• PAGE EXCERPT:
•••••

Febrile neutropenia (FN) is a potentially life-threatening complication occurring in patients with an absolute neutrophil count (ANC) below 0.5 × 109/L [1]. Incidence of FN reaches 85–95% in patients receiving intensive chemotherapy for acute myeloid leukemia (AML) [2] and depends mainly on the depth and duration of neutropenia [3]. Broad-spectrum antibiotics use is the cornerstone of initial FN management and is guided by the 2011 4th European Conference on Infections in Leukemia (ECIL4). These guidelines recommended to discontinue antibiotics in patients with non-severe fever of unknown origin (FUO) after three days and 48 h of apyrexia regardless of the ANC. They also proposed a de-escalation strategy in selected patients [1]. These recommendations have been recently reinforced by a randomized controlled trial showing that stopping antibiotics after three days of apyrexia in patients with FUO was safe and even beneficial in high-risk neutropenic patients without antibacterial prophylaxis [4]. Strict application of ECIL4 guidelines on de-escalation and discontinuation strategies seems finally feasible, safe and would decrease broad-spectrum antibiotic use [5]. Despite these high-level recommendations, de-escalation strategies (i.e., to narrower-spectrum β-lactams or discontinuation of antibiotics in patients with no evidence of infection) are still the subject of intense debates among hematologists and infectious diseases specialists and remain rarely applied in neutropenic patients.

In this longitudinal study, we evaluated, in real-life conditions, the impact on antibiotic use and clinical outcomes of an antimicrobial stewardship (AMS) program based on ECIL4 guidelines in high-risk neutropenic patients, in a hematologic intensive care ward in Paris, France.



The present study was conducted in the Hematology department of the Cochin University Hospital in Paris, France (24 beds of hematology in a 1074 beds tertiary-care university center). The center takes care of adults with all types of hematological diseases and performs autologous stem-cell transplant, but not allogeneic transplant. The department is divided in two 12-beds distinct units: a hematologic intensive care ward where patients mainly receive intensive chemotherapy and autologous stem-cell transplant, and a conventional hospitalization unit. No antibacterial prophylaxis was routinely provided to patients. Antifungal prophylaxis was administered according to ECIL guidelines [6].

Antimicrobial stewardship policy

The local guidelines for management of high-risk neutropenic patients were elaborated in November–December 2018 and jointly endorsed by the AMS, hematology and intensive care unit (ICU) senior physicians. They were presented in a joint meeting including all staff of both AMS and hematology teams. The decisional chart was displayed in all medical offices and the detailed protocol was made available in the local network reachable via the hospital’s computers. During the study time, the AMS team was composed of three senior physicians and one resident. One senior physician in the hematology team was identified as the priority correspondent for infectious problems and discussions with the AMS team. The daily weekday routine for the whole hospital included a systematic consultation and physical examination by a member of the team for every patient with a positive blood culture, associated with on-demand phone counseling or specific consultations for other patients. All medical charts were reviewed twice a week by the AMS team and the hematologists during dedicated meetings, to make decisions on difficult cases and promote the guidelines. Annual feedbacks on antibiotic consumption in hematology were set-up. New AMS and hematology residents were systematically trained to these new guidelines every 6 months.

•••••

• PROVIDED RECORDS:
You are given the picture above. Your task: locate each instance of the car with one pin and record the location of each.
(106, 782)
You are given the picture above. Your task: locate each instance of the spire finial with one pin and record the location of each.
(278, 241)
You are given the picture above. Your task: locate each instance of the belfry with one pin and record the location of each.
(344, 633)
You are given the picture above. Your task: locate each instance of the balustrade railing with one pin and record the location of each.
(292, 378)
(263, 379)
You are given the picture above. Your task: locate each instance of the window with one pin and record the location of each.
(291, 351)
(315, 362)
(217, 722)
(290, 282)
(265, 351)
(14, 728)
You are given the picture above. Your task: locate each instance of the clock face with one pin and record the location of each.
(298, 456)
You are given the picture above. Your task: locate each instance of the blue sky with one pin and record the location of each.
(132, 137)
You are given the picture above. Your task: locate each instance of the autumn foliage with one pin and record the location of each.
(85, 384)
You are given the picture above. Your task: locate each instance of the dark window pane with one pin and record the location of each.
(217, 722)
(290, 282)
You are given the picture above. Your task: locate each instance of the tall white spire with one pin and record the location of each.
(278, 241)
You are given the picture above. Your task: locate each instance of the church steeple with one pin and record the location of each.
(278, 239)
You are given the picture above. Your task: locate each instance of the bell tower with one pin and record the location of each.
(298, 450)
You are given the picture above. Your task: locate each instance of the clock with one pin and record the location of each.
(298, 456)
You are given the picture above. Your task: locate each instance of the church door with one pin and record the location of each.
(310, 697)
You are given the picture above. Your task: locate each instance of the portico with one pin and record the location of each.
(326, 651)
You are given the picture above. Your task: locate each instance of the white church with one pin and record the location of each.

•••••

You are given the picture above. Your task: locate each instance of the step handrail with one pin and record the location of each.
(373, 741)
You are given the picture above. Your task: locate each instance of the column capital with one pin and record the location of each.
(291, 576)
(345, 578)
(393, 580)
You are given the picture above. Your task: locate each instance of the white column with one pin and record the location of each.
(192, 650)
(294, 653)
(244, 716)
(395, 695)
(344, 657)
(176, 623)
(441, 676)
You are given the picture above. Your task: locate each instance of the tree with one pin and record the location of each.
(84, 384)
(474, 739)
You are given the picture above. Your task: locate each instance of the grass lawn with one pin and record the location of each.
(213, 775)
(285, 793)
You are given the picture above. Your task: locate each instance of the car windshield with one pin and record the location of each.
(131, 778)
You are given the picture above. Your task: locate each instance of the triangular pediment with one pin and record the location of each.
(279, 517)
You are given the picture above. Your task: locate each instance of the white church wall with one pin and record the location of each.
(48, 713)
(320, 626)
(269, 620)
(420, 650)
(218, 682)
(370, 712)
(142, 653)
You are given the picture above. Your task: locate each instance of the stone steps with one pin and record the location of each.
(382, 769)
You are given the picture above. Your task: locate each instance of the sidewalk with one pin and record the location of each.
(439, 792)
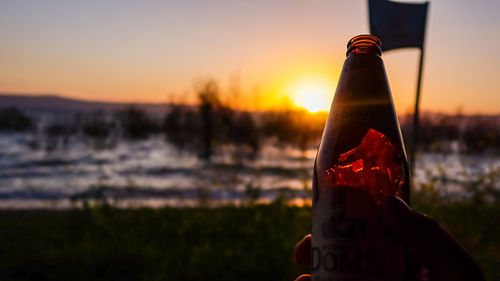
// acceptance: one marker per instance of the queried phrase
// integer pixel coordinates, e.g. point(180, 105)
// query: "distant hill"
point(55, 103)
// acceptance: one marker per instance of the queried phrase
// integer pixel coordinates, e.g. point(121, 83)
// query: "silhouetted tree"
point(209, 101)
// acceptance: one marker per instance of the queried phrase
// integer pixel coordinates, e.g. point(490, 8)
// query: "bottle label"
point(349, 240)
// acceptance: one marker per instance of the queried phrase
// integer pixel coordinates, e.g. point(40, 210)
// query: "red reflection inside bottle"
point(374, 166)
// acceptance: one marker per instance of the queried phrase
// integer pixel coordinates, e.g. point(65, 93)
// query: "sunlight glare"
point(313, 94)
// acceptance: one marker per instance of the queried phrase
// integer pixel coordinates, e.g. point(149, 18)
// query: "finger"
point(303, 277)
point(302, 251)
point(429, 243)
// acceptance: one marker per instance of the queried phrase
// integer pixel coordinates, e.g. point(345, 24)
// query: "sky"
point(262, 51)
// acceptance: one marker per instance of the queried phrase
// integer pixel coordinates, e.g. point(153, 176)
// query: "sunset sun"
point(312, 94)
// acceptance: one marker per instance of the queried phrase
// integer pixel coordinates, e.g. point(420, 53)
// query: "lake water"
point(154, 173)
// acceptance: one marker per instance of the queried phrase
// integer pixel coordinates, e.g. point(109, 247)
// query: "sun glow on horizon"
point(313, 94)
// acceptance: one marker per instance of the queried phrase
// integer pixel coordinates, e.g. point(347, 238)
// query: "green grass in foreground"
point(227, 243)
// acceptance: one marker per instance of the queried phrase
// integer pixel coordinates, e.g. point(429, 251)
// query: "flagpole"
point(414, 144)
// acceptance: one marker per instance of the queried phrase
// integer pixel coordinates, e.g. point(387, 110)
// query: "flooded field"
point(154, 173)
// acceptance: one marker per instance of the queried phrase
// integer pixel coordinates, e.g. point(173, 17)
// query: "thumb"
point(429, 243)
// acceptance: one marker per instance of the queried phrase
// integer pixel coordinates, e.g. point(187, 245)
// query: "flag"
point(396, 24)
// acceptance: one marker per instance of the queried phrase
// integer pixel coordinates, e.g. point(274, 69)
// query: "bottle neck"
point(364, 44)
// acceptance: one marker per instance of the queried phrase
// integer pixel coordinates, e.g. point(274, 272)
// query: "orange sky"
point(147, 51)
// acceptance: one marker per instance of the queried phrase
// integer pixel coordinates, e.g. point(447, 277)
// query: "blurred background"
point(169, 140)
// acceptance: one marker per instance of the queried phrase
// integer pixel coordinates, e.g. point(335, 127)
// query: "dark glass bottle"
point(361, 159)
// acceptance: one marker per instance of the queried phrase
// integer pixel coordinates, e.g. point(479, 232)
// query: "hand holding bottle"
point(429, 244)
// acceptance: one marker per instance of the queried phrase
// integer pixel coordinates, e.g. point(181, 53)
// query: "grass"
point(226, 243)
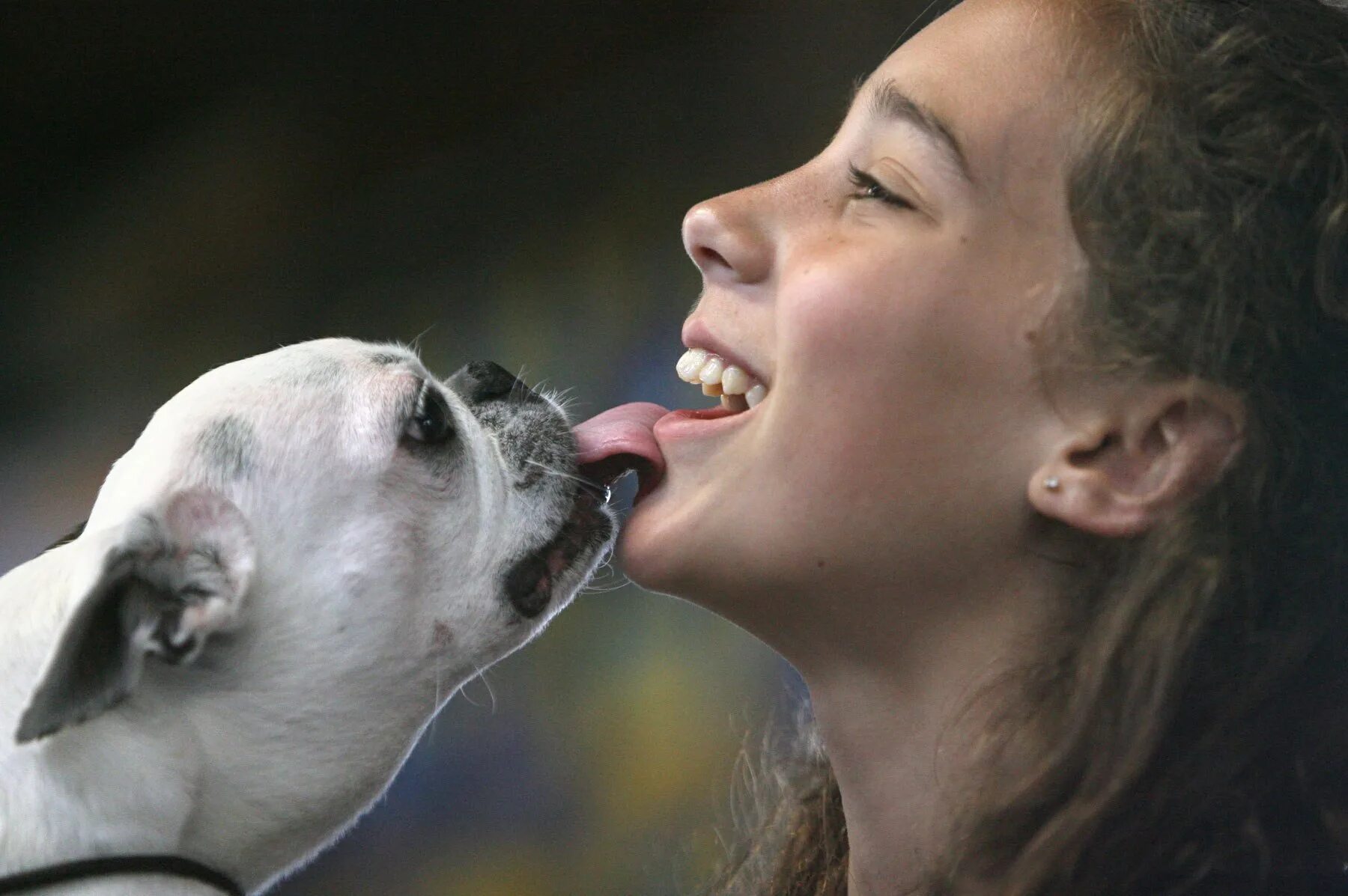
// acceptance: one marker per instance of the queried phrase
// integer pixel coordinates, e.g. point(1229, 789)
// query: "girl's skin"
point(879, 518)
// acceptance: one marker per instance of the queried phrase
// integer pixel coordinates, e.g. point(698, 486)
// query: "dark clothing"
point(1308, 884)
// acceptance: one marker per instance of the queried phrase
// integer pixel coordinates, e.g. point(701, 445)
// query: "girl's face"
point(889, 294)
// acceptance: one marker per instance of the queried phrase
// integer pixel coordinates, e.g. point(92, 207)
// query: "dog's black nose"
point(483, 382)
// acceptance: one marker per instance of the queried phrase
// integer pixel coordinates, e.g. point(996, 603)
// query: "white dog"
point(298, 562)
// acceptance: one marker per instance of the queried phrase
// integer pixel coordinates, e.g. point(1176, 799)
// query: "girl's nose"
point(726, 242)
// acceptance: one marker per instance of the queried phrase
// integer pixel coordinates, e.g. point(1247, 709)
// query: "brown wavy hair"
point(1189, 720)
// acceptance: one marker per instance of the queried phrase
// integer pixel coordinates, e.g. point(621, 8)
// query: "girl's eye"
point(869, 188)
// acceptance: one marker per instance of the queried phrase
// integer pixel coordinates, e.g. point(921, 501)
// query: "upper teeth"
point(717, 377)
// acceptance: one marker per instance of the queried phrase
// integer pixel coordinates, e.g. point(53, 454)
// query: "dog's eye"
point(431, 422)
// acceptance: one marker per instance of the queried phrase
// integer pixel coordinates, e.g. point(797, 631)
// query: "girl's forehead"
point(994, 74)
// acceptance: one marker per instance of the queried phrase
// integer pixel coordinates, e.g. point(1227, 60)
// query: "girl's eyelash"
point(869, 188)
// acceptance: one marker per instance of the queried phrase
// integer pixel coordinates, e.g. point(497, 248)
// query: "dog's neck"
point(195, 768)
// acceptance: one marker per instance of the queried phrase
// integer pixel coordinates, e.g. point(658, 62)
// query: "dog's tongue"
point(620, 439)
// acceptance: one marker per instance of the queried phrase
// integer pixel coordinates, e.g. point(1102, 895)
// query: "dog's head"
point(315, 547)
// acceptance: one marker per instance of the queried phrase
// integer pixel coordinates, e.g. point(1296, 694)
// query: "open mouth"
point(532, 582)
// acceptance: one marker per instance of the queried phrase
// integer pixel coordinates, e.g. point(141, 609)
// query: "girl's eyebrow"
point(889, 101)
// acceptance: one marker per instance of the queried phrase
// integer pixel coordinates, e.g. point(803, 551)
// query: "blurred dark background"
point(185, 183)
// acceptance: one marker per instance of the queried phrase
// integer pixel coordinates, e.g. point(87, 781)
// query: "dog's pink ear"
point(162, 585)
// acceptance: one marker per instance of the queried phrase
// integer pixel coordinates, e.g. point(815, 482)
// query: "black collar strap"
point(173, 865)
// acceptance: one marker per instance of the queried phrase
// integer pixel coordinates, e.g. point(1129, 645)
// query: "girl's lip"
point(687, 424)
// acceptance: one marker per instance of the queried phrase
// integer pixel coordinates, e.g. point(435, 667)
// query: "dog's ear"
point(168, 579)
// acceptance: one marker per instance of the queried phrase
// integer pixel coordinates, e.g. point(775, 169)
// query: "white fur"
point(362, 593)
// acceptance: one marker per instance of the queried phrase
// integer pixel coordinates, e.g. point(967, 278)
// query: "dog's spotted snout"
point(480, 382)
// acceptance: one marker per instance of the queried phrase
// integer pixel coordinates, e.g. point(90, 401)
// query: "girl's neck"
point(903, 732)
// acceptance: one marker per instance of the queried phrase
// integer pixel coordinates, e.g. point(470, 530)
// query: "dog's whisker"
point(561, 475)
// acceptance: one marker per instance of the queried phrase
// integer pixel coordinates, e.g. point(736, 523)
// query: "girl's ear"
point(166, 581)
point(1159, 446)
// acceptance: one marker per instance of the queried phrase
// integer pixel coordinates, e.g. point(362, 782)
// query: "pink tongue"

•••••

• INSTRUCTIONS FOR THE TASK: Copy the febrile neutropenia passage above word for word, from "The present study" up to and including "ECIL guidelines [6].".

• WRITTEN ANSWER:
The present study was conducted in the Hematology department of the Cochin University Hospital in Paris, France (24 beds of hematology in a 1074 beds tertiary-care university center). The center takes care of adults with all types of hematological diseases and performs autologous stem-cell transplant, but not allogeneic transplant. The department is divided in two 12-beds distinct units: a hematologic intensive care ward where patients mainly receive intensive chemotherapy and autologous stem-cell transplant, and a conventional hospitalization unit. No antibacterial prophylaxis was routinely provided to patients. Antifungal prophylaxis was administered according to ECIL guidelines [6].